--- PROVIDED RECORDS ---

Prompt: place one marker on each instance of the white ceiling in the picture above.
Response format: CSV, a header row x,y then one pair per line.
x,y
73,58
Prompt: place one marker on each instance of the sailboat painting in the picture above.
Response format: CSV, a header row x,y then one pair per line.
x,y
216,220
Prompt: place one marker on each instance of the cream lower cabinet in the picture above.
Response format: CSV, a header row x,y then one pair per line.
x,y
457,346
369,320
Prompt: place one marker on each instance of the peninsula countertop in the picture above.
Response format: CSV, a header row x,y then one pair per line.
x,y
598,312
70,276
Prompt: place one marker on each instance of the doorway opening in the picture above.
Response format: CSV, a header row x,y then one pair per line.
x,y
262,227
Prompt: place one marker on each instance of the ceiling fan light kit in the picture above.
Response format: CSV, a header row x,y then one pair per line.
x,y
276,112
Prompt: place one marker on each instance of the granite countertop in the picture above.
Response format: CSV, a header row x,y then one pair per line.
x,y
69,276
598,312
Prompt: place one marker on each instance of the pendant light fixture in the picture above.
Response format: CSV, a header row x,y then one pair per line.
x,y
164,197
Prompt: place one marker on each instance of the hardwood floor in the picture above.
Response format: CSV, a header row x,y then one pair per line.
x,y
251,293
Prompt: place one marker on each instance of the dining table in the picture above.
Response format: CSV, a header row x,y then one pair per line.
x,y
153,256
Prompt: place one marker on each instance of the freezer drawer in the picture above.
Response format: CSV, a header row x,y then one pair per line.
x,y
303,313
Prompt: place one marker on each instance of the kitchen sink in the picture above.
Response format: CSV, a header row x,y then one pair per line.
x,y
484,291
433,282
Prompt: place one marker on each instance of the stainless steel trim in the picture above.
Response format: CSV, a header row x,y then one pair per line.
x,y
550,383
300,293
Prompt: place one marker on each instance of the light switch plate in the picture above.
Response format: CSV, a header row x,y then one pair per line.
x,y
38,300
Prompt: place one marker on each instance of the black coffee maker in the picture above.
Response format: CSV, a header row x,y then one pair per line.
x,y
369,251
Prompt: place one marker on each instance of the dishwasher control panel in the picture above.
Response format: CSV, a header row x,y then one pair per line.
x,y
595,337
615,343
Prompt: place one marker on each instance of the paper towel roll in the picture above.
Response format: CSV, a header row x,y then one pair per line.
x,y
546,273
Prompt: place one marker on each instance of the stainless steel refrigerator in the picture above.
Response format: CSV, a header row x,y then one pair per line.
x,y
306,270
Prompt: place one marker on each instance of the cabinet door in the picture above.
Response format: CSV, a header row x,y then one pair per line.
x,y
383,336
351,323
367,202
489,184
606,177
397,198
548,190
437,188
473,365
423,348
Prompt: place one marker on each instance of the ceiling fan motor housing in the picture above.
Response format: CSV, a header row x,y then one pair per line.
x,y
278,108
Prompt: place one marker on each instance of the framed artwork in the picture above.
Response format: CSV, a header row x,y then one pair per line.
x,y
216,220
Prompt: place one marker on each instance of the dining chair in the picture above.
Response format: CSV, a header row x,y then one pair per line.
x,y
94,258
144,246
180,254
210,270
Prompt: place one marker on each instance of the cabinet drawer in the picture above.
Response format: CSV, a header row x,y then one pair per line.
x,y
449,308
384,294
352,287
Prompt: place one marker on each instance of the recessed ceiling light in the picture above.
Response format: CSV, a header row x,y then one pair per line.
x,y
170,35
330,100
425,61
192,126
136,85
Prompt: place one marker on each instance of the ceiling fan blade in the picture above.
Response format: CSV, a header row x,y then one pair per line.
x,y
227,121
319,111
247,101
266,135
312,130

---
--- PROVIDED RECORDS ---

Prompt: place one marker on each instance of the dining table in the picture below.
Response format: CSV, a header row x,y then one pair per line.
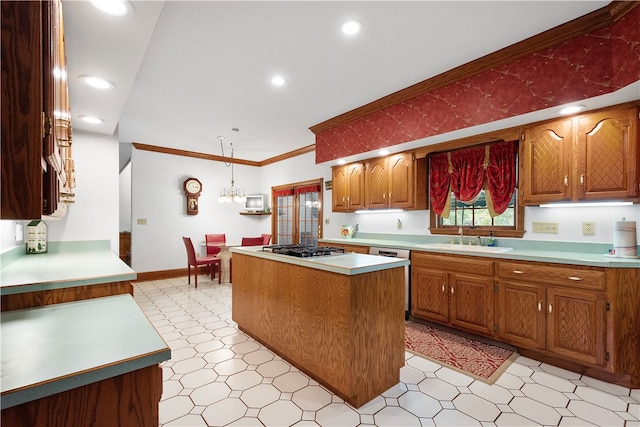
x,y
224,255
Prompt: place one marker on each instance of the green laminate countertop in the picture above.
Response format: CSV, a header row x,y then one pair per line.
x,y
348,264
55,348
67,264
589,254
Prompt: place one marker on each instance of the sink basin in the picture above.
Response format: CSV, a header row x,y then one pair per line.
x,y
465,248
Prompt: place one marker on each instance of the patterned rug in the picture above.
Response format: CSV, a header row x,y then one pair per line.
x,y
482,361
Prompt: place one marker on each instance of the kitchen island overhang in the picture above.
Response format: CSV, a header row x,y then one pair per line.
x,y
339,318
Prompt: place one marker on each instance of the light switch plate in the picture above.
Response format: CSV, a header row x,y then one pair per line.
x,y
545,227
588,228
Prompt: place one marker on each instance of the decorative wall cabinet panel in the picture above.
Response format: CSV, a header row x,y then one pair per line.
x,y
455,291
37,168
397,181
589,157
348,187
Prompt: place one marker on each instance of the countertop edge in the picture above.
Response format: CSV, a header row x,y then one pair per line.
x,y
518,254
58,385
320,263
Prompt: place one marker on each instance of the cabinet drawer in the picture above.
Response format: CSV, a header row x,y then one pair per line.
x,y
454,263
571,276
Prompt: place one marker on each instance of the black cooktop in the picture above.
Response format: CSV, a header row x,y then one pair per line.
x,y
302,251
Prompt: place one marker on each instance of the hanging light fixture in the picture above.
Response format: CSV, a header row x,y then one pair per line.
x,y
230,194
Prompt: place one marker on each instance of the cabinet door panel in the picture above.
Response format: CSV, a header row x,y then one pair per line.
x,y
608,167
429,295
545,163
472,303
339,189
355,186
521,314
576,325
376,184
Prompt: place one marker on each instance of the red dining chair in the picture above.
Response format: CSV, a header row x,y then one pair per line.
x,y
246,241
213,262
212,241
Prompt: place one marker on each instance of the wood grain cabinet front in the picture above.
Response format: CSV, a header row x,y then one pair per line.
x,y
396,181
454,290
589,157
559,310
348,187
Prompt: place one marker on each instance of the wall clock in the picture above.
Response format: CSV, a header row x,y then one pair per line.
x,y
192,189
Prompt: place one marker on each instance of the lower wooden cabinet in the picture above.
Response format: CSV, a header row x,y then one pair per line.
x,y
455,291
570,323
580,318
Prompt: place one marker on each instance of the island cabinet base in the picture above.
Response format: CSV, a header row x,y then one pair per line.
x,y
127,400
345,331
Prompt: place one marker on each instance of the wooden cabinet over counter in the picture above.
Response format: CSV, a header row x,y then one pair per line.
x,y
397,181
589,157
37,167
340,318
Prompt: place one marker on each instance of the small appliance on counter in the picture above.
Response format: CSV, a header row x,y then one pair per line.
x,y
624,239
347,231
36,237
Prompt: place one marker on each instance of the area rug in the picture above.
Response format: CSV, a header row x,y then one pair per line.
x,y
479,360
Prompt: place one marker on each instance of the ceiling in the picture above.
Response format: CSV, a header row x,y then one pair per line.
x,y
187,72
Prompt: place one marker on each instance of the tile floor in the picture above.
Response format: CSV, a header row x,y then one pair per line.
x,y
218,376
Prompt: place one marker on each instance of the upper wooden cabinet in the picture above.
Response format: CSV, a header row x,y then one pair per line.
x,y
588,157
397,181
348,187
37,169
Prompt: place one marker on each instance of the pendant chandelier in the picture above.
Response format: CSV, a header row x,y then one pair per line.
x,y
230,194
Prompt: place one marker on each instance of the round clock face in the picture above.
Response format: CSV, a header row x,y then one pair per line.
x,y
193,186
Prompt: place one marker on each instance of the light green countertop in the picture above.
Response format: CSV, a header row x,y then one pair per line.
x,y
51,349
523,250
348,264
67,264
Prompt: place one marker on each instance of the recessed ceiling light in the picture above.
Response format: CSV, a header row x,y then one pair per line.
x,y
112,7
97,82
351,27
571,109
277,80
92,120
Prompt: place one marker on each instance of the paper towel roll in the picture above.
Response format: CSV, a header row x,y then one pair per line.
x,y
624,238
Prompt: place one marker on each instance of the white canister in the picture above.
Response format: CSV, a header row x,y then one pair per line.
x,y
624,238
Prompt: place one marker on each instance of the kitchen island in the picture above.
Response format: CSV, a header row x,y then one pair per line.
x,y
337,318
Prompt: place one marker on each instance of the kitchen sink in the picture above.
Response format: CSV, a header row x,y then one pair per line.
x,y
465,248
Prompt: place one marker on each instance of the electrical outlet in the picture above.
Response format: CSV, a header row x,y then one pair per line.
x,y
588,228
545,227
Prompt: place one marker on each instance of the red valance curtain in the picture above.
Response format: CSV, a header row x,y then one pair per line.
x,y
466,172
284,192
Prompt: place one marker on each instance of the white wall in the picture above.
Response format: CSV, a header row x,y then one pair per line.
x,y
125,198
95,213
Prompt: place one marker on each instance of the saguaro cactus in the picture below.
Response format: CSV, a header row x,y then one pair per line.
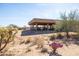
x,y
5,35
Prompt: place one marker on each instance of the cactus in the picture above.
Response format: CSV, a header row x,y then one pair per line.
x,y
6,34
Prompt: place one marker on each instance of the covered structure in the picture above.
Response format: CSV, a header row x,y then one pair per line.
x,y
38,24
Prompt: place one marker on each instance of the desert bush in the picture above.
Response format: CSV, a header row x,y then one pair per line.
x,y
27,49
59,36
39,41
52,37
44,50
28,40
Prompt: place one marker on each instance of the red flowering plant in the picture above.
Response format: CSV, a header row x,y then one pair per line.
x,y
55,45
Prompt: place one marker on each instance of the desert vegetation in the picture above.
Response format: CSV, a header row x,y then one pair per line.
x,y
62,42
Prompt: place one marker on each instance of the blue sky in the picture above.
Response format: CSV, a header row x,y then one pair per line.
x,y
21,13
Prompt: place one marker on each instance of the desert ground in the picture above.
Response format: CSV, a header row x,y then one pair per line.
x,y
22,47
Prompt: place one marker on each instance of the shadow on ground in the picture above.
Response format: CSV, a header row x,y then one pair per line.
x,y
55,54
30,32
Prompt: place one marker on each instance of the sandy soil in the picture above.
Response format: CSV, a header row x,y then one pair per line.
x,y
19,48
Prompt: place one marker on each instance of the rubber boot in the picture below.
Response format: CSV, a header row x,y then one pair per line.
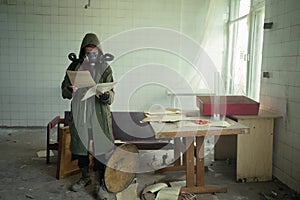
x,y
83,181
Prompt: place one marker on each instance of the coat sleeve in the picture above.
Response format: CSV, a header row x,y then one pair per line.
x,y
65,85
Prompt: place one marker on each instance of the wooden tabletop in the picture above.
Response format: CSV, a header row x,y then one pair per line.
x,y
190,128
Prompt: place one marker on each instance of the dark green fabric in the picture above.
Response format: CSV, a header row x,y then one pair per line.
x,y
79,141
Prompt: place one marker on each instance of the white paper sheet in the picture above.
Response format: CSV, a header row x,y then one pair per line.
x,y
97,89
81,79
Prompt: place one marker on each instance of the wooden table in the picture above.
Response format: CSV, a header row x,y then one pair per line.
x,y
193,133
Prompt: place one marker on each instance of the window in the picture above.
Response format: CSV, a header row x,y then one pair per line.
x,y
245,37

---
--- PROVIDED RECORDS ---

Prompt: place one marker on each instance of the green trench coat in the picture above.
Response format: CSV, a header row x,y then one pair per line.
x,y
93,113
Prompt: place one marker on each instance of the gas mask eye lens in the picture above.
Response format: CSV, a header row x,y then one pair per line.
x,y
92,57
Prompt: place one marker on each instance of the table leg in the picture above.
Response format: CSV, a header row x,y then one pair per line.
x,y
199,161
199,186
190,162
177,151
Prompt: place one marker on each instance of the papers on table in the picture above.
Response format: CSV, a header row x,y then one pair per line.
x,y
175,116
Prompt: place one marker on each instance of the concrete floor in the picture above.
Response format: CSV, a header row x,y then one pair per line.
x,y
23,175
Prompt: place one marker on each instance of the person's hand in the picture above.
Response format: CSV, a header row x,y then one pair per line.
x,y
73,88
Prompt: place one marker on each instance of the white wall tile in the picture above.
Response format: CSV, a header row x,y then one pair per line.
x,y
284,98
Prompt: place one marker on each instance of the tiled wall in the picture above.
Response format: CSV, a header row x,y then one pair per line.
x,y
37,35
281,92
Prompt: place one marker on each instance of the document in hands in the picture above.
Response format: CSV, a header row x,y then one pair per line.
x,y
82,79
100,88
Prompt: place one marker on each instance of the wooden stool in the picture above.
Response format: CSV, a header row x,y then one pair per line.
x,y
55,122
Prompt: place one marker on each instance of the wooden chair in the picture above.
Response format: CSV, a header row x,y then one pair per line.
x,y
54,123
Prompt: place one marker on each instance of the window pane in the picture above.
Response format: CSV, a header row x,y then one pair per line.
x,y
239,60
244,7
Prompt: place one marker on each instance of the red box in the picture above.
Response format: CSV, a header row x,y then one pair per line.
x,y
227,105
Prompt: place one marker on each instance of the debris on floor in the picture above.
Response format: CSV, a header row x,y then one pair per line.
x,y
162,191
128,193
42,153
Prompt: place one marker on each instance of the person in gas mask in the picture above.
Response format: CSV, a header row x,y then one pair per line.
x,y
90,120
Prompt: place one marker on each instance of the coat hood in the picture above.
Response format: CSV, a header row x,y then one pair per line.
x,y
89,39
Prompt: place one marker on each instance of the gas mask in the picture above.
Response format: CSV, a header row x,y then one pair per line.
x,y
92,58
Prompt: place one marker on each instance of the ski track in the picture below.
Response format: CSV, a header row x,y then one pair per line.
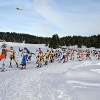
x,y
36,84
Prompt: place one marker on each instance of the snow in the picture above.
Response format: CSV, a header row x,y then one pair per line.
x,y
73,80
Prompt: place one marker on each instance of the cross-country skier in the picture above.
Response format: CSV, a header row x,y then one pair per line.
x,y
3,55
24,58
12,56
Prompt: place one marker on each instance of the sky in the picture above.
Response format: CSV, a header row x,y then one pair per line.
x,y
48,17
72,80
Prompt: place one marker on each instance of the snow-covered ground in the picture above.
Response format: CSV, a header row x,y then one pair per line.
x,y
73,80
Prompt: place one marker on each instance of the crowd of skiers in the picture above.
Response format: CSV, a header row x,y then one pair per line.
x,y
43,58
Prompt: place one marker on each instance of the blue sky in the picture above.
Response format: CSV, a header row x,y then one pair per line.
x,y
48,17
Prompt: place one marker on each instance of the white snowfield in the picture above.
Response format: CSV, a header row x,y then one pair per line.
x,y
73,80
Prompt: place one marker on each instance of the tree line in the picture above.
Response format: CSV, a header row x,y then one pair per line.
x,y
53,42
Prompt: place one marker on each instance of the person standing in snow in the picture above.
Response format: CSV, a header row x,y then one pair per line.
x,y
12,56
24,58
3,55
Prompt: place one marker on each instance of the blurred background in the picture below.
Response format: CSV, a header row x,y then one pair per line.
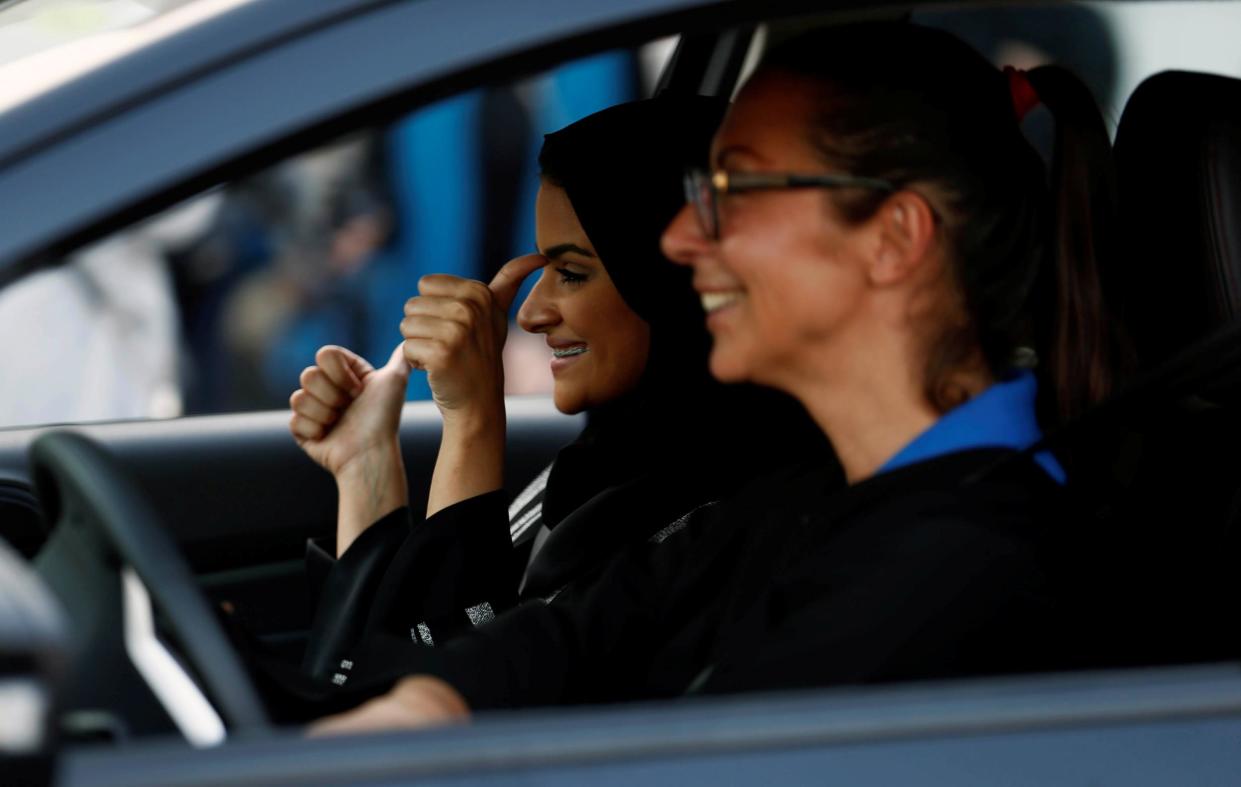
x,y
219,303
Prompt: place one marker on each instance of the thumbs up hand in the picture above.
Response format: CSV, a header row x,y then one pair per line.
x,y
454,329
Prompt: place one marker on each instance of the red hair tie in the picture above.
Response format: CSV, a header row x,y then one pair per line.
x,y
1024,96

---

WORK REQUIRED> Count the lines of the items that contain the string "mask", and give only that number.

THE ANSWER> 3